▸ Directions for this task
Only the lines from the one that contains "Reviewer note: every instance of the windmill" through the last line of the records should appear, each printed exactly as it is.

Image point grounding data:
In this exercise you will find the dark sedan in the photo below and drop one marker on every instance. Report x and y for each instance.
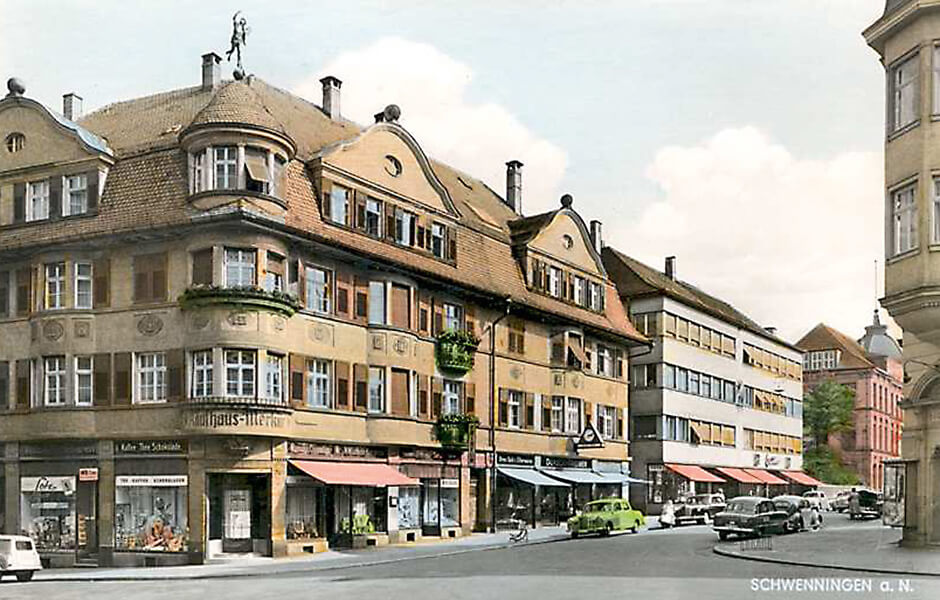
(749, 516)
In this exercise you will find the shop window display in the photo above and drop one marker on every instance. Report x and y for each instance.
(150, 513)
(48, 511)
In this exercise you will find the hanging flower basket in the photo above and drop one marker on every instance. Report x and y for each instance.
(456, 350)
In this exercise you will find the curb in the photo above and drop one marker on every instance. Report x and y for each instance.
(270, 572)
(785, 561)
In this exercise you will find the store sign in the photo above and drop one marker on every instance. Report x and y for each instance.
(151, 481)
(150, 447)
(64, 484)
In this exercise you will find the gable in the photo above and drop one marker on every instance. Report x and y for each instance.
(551, 240)
(375, 155)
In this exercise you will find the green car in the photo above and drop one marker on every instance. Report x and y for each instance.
(606, 516)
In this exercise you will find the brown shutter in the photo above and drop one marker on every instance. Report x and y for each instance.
(23, 385)
(361, 376)
(55, 197)
(175, 373)
(122, 378)
(437, 393)
(102, 379)
(91, 180)
(298, 379)
(202, 267)
(102, 282)
(19, 202)
(343, 398)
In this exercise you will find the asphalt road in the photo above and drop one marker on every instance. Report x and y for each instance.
(652, 564)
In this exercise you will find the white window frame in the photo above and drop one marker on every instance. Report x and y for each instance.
(54, 378)
(202, 384)
(83, 284)
(37, 200)
(55, 285)
(84, 380)
(319, 383)
(151, 378)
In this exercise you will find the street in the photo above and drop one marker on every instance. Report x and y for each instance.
(676, 563)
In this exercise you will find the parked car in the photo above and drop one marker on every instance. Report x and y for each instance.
(749, 516)
(700, 508)
(605, 517)
(801, 513)
(18, 557)
(818, 498)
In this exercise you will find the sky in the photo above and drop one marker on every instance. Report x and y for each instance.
(743, 137)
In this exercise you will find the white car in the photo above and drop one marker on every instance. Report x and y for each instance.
(18, 557)
(818, 499)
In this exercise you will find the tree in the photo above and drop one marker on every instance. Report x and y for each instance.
(828, 409)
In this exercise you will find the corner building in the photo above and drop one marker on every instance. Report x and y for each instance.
(233, 321)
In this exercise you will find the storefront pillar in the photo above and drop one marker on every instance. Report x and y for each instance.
(105, 516)
(11, 475)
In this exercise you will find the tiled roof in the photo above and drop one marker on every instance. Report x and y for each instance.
(823, 337)
(634, 278)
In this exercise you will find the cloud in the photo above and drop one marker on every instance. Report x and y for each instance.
(789, 241)
(431, 89)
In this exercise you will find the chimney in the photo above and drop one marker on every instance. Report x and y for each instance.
(331, 87)
(596, 239)
(514, 186)
(71, 106)
(211, 72)
(671, 267)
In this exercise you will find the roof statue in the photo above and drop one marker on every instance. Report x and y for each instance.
(240, 31)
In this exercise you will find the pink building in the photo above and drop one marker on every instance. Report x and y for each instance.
(872, 367)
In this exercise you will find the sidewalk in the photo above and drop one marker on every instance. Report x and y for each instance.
(246, 567)
(870, 547)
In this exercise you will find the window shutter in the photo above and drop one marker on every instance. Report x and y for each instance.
(19, 202)
(102, 283)
(175, 374)
(298, 379)
(23, 385)
(55, 197)
(102, 379)
(122, 378)
(341, 373)
(361, 376)
(92, 190)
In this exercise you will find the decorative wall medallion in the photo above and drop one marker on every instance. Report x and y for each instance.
(150, 325)
(82, 329)
(237, 319)
(53, 330)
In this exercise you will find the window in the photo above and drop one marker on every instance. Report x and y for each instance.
(377, 303)
(573, 416)
(376, 389)
(55, 285)
(151, 377)
(451, 397)
(54, 389)
(84, 385)
(83, 285)
(373, 217)
(239, 267)
(240, 373)
(558, 413)
(202, 374)
(319, 288)
(226, 161)
(515, 409)
(904, 93)
(75, 195)
(318, 383)
(37, 200)
(339, 205)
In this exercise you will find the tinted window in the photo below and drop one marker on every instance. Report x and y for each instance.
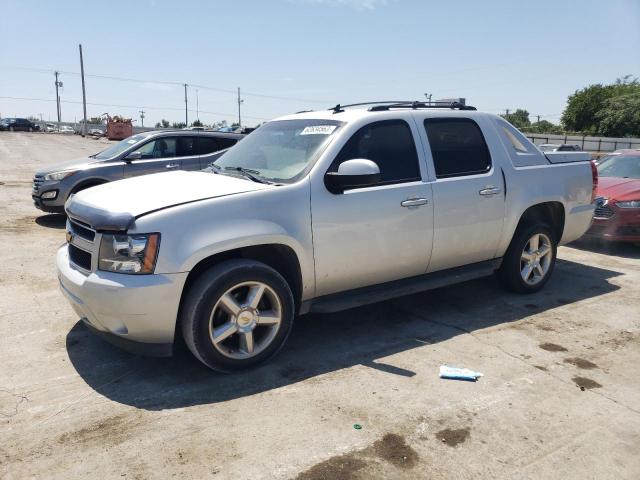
(159, 148)
(185, 146)
(207, 145)
(389, 144)
(457, 146)
(226, 142)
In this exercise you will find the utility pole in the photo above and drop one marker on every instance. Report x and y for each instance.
(239, 103)
(84, 95)
(186, 105)
(58, 84)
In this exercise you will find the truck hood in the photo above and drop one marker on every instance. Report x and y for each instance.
(619, 188)
(115, 206)
(77, 164)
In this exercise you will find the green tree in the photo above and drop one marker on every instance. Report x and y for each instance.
(544, 126)
(620, 116)
(603, 109)
(519, 118)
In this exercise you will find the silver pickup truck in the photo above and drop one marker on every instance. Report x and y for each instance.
(318, 212)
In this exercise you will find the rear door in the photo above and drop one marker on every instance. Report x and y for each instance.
(158, 155)
(468, 193)
(376, 234)
(187, 152)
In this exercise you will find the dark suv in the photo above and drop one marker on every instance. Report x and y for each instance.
(141, 154)
(18, 125)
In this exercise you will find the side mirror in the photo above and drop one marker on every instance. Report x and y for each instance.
(133, 156)
(356, 173)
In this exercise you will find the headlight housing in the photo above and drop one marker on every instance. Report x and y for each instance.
(131, 254)
(59, 175)
(629, 204)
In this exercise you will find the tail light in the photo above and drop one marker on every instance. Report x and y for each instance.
(594, 177)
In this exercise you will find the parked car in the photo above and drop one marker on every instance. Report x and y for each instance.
(66, 130)
(149, 152)
(617, 213)
(18, 125)
(318, 212)
(552, 147)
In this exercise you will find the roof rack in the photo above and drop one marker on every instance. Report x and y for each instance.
(389, 104)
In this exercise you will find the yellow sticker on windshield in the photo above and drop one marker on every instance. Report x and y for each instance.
(318, 130)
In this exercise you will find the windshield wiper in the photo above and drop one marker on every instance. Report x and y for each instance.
(247, 172)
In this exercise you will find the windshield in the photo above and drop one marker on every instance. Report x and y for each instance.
(548, 148)
(623, 166)
(281, 151)
(119, 147)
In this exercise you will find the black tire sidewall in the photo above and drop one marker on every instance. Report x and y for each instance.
(509, 272)
(205, 293)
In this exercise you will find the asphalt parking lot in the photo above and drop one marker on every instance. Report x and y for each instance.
(560, 396)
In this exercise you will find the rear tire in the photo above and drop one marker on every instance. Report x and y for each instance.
(237, 314)
(530, 259)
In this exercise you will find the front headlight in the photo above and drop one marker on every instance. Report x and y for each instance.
(629, 204)
(59, 175)
(132, 254)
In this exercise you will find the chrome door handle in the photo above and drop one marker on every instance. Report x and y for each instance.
(414, 202)
(486, 192)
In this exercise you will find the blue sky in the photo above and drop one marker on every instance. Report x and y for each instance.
(312, 53)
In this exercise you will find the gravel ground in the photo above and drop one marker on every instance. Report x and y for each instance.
(560, 396)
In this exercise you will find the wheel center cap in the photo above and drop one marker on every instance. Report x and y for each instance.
(245, 318)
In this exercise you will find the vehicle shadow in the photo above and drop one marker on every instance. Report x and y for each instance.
(324, 343)
(52, 220)
(619, 249)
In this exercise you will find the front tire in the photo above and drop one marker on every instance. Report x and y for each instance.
(237, 314)
(530, 259)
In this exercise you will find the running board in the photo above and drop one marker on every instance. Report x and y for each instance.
(336, 302)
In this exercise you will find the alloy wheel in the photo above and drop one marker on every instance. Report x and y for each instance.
(535, 259)
(245, 320)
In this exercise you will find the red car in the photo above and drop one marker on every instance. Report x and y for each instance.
(617, 214)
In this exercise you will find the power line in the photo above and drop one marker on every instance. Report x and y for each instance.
(227, 114)
(166, 82)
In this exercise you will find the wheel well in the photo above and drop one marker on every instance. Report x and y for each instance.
(87, 184)
(551, 213)
(279, 257)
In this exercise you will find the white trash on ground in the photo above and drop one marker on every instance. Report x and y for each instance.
(455, 373)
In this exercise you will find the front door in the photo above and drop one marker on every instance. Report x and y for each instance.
(468, 194)
(157, 155)
(380, 233)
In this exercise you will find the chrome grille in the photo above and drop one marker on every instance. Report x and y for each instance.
(37, 181)
(82, 240)
(603, 210)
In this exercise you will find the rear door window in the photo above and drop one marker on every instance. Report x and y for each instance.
(159, 148)
(185, 146)
(226, 142)
(390, 145)
(457, 146)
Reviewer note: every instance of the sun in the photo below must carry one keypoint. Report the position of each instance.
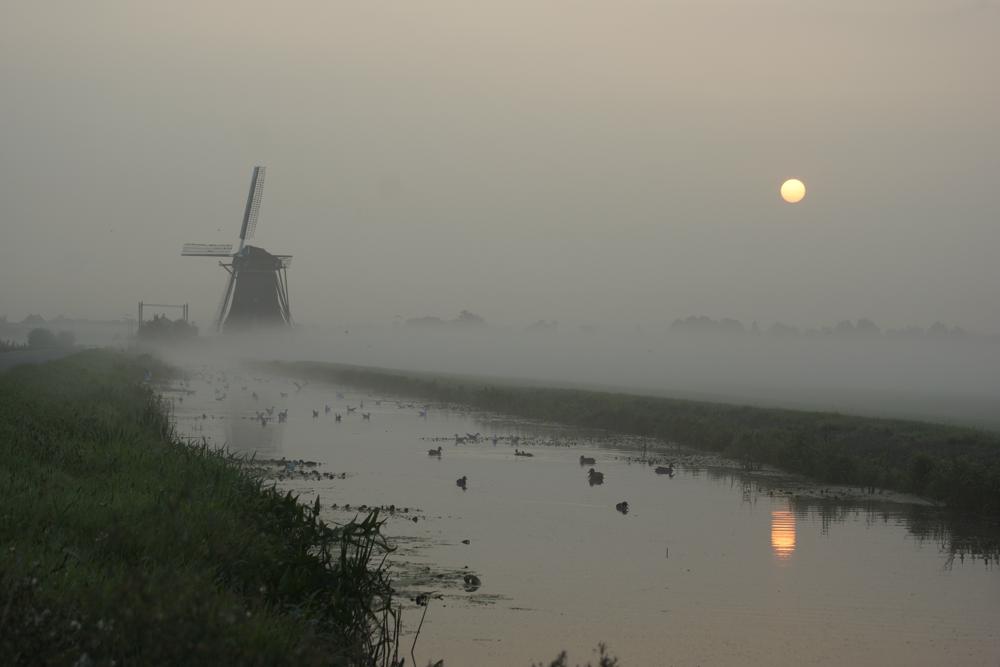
(793, 190)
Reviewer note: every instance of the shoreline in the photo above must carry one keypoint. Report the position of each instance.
(120, 543)
(955, 466)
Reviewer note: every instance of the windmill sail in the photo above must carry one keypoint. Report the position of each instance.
(207, 250)
(253, 205)
(256, 294)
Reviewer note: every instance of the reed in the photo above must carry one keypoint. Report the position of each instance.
(121, 544)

▸ Solution below
Reviewer note: every instance of the windmill sail in the photo above must carry one keypoint. Report the position of each instance.
(207, 250)
(253, 205)
(256, 294)
Reviewer note: every instance of the reed in the photo above must carry one keypoint. Report the position of each instance.
(121, 544)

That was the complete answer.